Extracted data: Begin
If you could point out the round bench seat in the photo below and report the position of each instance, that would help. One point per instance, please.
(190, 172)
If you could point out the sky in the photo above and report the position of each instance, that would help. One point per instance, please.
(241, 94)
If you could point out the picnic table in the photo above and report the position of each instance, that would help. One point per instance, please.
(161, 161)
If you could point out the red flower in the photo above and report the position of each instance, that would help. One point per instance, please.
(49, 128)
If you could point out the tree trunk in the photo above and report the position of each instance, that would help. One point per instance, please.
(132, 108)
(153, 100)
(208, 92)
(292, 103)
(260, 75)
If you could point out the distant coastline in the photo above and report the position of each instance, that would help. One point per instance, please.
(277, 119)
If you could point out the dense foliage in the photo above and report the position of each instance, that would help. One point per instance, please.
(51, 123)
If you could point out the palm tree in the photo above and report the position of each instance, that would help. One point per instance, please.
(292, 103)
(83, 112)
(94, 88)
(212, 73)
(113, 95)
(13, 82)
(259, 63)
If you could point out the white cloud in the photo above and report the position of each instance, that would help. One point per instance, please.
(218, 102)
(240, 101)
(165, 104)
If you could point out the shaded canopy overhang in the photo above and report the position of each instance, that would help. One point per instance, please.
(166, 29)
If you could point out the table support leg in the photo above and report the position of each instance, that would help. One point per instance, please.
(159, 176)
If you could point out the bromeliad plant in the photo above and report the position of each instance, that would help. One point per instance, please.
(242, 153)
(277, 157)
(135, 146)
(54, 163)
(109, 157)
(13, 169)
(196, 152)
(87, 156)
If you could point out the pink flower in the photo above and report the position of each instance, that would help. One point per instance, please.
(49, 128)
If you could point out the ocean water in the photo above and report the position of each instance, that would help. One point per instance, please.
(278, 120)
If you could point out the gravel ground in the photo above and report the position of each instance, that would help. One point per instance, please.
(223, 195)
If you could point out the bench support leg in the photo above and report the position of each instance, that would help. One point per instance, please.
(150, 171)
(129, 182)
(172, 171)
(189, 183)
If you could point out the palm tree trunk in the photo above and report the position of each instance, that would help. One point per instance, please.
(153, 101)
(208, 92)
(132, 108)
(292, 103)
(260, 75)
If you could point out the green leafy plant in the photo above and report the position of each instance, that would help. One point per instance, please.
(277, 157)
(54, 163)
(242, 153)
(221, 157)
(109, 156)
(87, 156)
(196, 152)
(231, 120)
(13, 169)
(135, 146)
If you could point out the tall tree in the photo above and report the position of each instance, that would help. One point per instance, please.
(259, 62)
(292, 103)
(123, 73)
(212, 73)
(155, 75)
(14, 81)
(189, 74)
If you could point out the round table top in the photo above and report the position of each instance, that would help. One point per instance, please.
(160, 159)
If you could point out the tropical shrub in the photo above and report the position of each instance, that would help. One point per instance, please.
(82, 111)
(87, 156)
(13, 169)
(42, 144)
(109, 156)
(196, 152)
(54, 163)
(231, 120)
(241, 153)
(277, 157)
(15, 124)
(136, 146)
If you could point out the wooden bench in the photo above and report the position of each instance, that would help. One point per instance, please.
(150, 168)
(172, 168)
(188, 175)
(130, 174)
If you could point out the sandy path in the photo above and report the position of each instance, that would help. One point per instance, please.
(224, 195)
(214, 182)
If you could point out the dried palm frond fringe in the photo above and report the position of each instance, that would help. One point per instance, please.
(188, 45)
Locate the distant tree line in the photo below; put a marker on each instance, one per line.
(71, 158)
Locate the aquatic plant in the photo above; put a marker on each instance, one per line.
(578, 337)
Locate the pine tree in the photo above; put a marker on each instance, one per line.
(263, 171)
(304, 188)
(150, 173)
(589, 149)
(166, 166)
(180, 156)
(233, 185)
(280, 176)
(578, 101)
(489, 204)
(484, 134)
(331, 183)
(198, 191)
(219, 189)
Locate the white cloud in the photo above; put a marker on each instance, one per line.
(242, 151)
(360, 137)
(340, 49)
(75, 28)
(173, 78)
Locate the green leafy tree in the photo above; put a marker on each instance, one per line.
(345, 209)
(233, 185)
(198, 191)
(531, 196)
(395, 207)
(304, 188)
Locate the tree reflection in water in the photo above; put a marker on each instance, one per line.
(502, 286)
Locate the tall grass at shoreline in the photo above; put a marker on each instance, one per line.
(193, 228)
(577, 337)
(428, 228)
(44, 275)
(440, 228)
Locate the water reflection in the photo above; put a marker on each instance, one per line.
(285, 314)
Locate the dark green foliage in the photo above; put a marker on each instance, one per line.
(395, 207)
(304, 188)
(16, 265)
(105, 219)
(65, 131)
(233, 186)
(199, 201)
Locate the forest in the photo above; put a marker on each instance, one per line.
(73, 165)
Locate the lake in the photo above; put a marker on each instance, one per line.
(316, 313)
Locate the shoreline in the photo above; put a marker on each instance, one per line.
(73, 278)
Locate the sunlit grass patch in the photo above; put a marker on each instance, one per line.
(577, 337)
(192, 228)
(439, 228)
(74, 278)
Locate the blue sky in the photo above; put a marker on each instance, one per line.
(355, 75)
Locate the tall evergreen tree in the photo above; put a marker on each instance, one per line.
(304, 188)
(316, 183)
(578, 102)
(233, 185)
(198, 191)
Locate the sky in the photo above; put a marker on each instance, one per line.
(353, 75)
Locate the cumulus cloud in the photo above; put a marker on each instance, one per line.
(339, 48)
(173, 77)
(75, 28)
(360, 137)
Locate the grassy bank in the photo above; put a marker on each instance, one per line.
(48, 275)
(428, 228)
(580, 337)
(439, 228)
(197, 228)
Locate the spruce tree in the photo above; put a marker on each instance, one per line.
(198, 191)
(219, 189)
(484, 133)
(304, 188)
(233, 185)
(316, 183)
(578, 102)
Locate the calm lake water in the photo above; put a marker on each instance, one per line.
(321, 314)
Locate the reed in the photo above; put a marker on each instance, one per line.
Extracted data: End
--- Task item ---
With nothing left out, print the data above exactly.

--- Output below ---
If you could point out the round bench seat in the photo below and report the position of each instance, that would help. One point per instance, please.
(190, 172)
If you could point out the sky in the photo above and report the position of each instance, that would help. One point per instance, please.
(241, 94)
If you could point out the picnic table in the photo above and report the position of each instance, that would help. One point per instance, please.
(161, 161)
If you could point out the red flower in the photo above and report the position of each instance, that would help. One point per instance, please.
(49, 128)
If you could point out the tree trunk in the photo above and report the position of each instance, that would help. One point per instance, please.
(132, 108)
(153, 100)
(208, 92)
(292, 103)
(260, 75)
If you could point out the distant coastline in the photo above and report the position of each instance, that would help. One point per instance, please.
(277, 119)
If you could point out the dense foliage in the photo above and report the position of each instance, that would help. One point per instance, please.
(51, 123)
If you could point out the palm tree in the photo above and report the position of each instance, that would help. One point per instance, please.
(292, 103)
(83, 112)
(94, 88)
(212, 73)
(113, 95)
(13, 82)
(259, 63)
If you could point out the white cloud in the photo above and report the position of each instance, that would help. One point per instance, please.
(218, 102)
(240, 101)
(165, 104)
If you could point out the shaded canopy overhang in the photo above and report the position of each instance, that would help. One point per instance, please.
(166, 29)
If you could point out the table support leg in the photo above and report the position of each instance, that would help. One point per instance, please.
(159, 176)
If you could point out the bromeliad plant in the photo above and report the position of each instance, that would help. One point per instance, please.
(242, 153)
(277, 157)
(135, 146)
(54, 163)
(109, 157)
(13, 169)
(196, 152)
(87, 156)
If you could point out the pink flower in the photo above and report the position of each instance, that would help. One point per instance, please.
(49, 128)
If you could point out the ocean water in the photo above and report the position of each instance, that would help. One point per instance, please.
(278, 120)
If you could point out the gravel ground in the photo above and report the position of each instance, that would help. One point per instance, please.
(223, 195)
If you could point out the bench support leg in the photo above and report the position of each instance, that would help. One point per instance, please.
(150, 171)
(129, 182)
(172, 171)
(189, 183)
If you could point out the palm tree trunk in the photo above and report the position of each instance, that would help. One point per instance, please.
(153, 101)
(208, 92)
(132, 108)
(292, 103)
(260, 75)
If you could point out the green leafy plant in the photo above and report the position of each instance, that would help. One point per instance, please.
(277, 157)
(54, 163)
(242, 153)
(221, 157)
(109, 156)
(87, 156)
(196, 152)
(231, 120)
(13, 169)
(135, 146)
If you could point out the tall tree in the photo above and report the position of each instance, that would help. One point per instance, please.
(259, 62)
(292, 103)
(123, 73)
(212, 73)
(155, 75)
(14, 81)
(189, 74)
If you could point out the round table top in the photo above and report the position of each instance, that would help. One point per instance, please.
(160, 159)
If you could point out the tropical shrub in the photo above and report the position of each instance, that would help. One point per instance, please.
(82, 111)
(87, 156)
(13, 169)
(42, 144)
(109, 156)
(196, 152)
(54, 163)
(231, 120)
(241, 153)
(277, 157)
(15, 124)
(136, 146)
If you could point out the wooden bench in the photo above and report the position of each instance, that would help. One point per instance, please.
(150, 168)
(172, 168)
(188, 175)
(130, 174)
If you could point out the sandy path in the photo above and report the position of each instance, that would help. One point per instance, please.
(224, 195)
(214, 182)
If you could point out the dried palm frond fringe in the photo above and report the position of each instance, that would help. One point per instance, please.
(188, 45)
Locate the distant tree line in the photo below; put a marker on each instance, one per line.
(71, 158)
Locate the aquatic plant in the photo above; put a marker on each instance, one per line.
(578, 337)
Locate the pine tree in the photo above; put a marker on each instance, one per line.
(263, 171)
(304, 188)
(150, 173)
(589, 149)
(166, 166)
(180, 156)
(233, 185)
(280, 176)
(578, 101)
(489, 204)
(484, 134)
(331, 183)
(198, 191)
(219, 189)
Locate the white cloud in the photo above; put a marker on each instance, one per line.
(242, 151)
(360, 137)
(340, 49)
(75, 28)
(173, 78)
Locate the green leafy tree in the photo above; put a marker on each instance, one per line.
(345, 209)
(233, 185)
(198, 191)
(531, 196)
(395, 207)
(304, 188)
Locate the tree reflection in water in the photo above; put a marker on each instance, one per line.
(502, 286)
Locate the tall grass at shoreline in the photo above; put a marker on each instance, one per line.
(193, 228)
(577, 337)
(428, 228)
(44, 275)
(440, 228)
Locate the water reflection in the photo above; put a marker on each instance, one per line.
(285, 314)
Locate the dark green foliage in the photo above; put a marker on each instance, one per line.
(395, 207)
(304, 188)
(16, 265)
(105, 219)
(65, 131)
(233, 186)
(199, 201)
Locate the forest in the photo above; put a marker on each instance, one per line.
(73, 165)
Locate the lake in the photo above; put a marker on each instance, one per line.
(316, 313)
Locate the shoreline in the photo above; put a marker on each instance, one per line.
(73, 278)
Locate the sunlit grass patch in the photo above; put a marker on each instance, one per line.
(577, 337)
(192, 228)
(439, 228)
(74, 278)
Locate the blue sky in the photo above; put a marker on each instance, one per line.
(355, 75)
Locate the tall evergreen tree in the photo above; put a marker on each instance, one per line.
(304, 188)
(316, 183)
(578, 102)
(233, 185)
(198, 191)
Locate the sky in the photo above; put a marker on each instance, one per line.
(353, 75)
Locate the cumulus cloud in the photo above; put a marker on each instance, one per line.
(339, 48)
(173, 77)
(75, 28)
(360, 137)
Locate the grassy bank in the photo above; put a marker on each instance, one per line.
(48, 275)
(428, 228)
(580, 337)
(439, 228)
(197, 228)
Locate the spruce tree in the photo above; put a marker on each instance, one per line.
(198, 191)
(219, 189)
(484, 133)
(304, 188)
(233, 185)
(316, 183)
(578, 102)
Locate the calm lake water in the photo above; put a marker on each instance, one per line.
(321, 314)
Locate the reed in the photo above; put a marker on each instance, one per line.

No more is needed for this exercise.